## Your goal
Turn the lines of the items below into a Markdown table with the columns Number and Item line, one row per line with no blank lines. Start at the line that contains "Reviewer note: confirm that every instance of the cream" and go through the last line of the items.

(Items from a pointing dataset)
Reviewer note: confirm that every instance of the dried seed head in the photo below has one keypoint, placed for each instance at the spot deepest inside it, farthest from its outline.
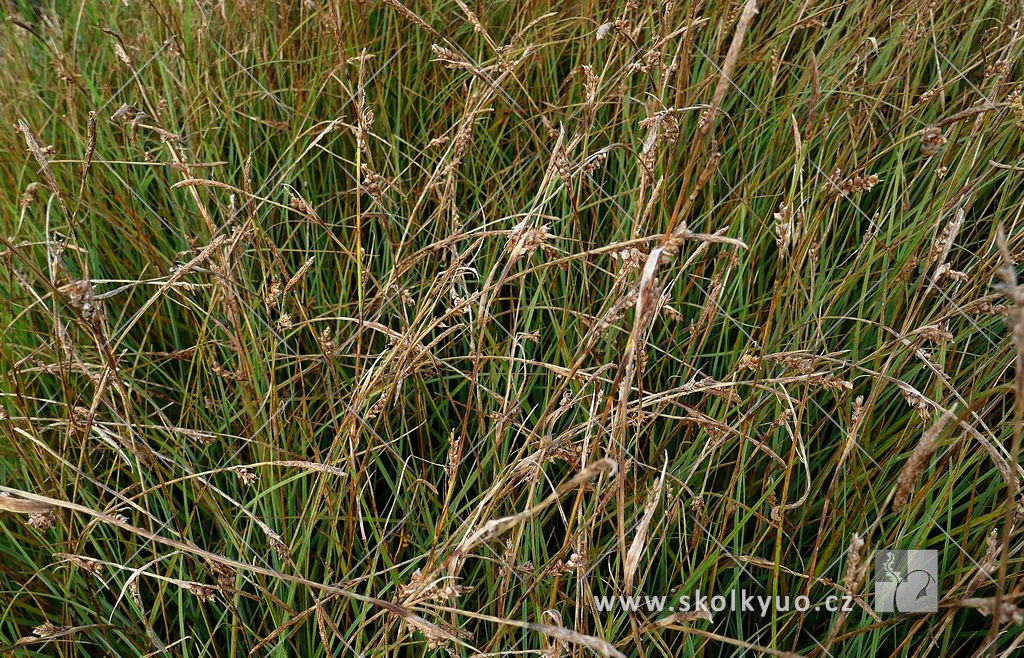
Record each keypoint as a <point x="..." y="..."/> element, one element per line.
<point x="855" y="566"/>
<point x="31" y="194"/>
<point x="919" y="461"/>
<point x="836" y="187"/>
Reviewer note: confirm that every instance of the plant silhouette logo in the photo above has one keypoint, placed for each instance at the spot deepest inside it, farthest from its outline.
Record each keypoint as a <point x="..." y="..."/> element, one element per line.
<point x="906" y="581"/>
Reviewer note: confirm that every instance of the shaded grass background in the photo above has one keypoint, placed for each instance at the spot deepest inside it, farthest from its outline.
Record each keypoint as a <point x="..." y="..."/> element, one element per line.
<point x="212" y="379"/>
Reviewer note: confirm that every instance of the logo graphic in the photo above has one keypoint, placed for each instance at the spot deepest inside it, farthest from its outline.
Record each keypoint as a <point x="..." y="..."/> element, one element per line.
<point x="906" y="581"/>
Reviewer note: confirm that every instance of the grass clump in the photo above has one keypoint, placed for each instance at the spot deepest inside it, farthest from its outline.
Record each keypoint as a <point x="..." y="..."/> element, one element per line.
<point x="381" y="327"/>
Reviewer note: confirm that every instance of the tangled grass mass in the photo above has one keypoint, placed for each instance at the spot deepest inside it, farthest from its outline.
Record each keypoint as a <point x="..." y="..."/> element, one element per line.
<point x="423" y="326"/>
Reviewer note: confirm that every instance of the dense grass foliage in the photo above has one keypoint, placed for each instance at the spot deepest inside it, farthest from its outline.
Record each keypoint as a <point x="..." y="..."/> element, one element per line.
<point x="378" y="329"/>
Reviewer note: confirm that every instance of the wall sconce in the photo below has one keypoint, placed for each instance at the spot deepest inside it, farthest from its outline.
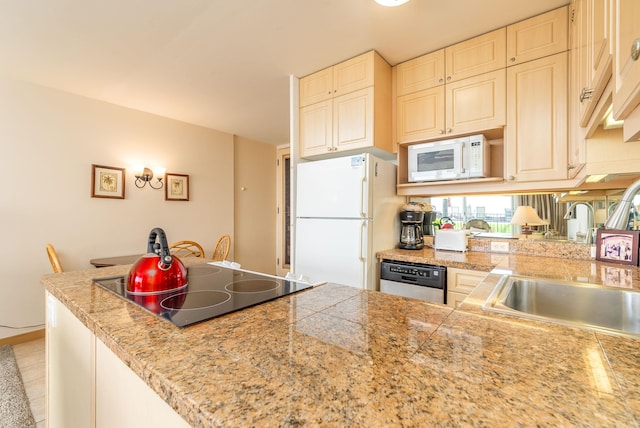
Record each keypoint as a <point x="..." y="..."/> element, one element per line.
<point x="144" y="175"/>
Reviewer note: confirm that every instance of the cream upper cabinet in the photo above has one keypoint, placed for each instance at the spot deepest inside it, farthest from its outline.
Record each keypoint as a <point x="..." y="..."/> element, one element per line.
<point x="576" y="145"/>
<point x="353" y="120"/>
<point x="471" y="100"/>
<point x="540" y="36"/>
<point x="421" y="73"/>
<point x="476" y="56"/>
<point x="476" y="103"/>
<point x="594" y="47"/>
<point x="535" y="142"/>
<point x="356" y="115"/>
<point x="348" y="76"/>
<point x="626" y="96"/>
<point x="420" y="115"/>
<point x="468" y="105"/>
<point x="316" y="128"/>
<point x="316" y="87"/>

## The reply
| Number | Item line |
|---|---|
| 1 | Reviewer note: confirm that every instance of the cream upper cabinet in the photo above has one keypoint, placed for each instance at the spot deepest inside it, farthest from its outline. |
| 2 | Record each keypoint as a <point x="..." y="..."/> element, one element per line. |
| 3 | <point x="576" y="145"/> |
| 4 | <point x="353" y="120"/> |
| 5 | <point x="471" y="100"/> |
| 6 | <point x="540" y="36"/> |
| 7 | <point x="421" y="73"/> |
| 8 | <point x="476" y="56"/> |
| 9 | <point x="476" y="103"/> |
| 10 | <point x="594" y="47"/> |
| 11 | <point x="535" y="142"/> |
| 12 | <point x="356" y="115"/> |
| 13 | <point x="348" y="76"/> |
| 14 | <point x="626" y="96"/> |
| 15 | <point x="420" y="115"/> |
| 16 | <point x="468" y="105"/> |
| 17 | <point x="316" y="128"/> |
| 18 | <point x="316" y="87"/> |